* **Instructions to follow**: Turn every line of the items below into a numbered list, skipping the blank lines. Leave the pictures out.
= = = = =
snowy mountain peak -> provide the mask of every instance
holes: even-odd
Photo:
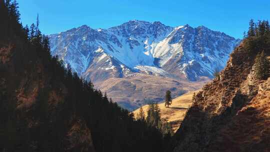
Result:
[[[172,28],[138,20],[106,30],[84,25],[50,36],[53,55],[88,78],[96,74],[98,81],[138,72],[192,80],[212,78],[240,42],[204,26]],[[96,78],[96,70],[107,74]]]

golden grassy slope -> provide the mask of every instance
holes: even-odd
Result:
= = = = =
* **Written answer**:
1. snowy mountain peak -> provide the mask of every instance
2. holes: even-odd
3. Photo:
4. Result:
5. [[[172,28],[138,20],[106,30],[84,25],[50,36],[53,55],[88,78],[96,74],[98,81],[138,72],[192,80],[212,78],[240,42],[204,26]],[[96,78],[96,70],[107,74]]]
6. golden grassy slope -> provide the mask of every instance
7. holes: even-odd
8. Result:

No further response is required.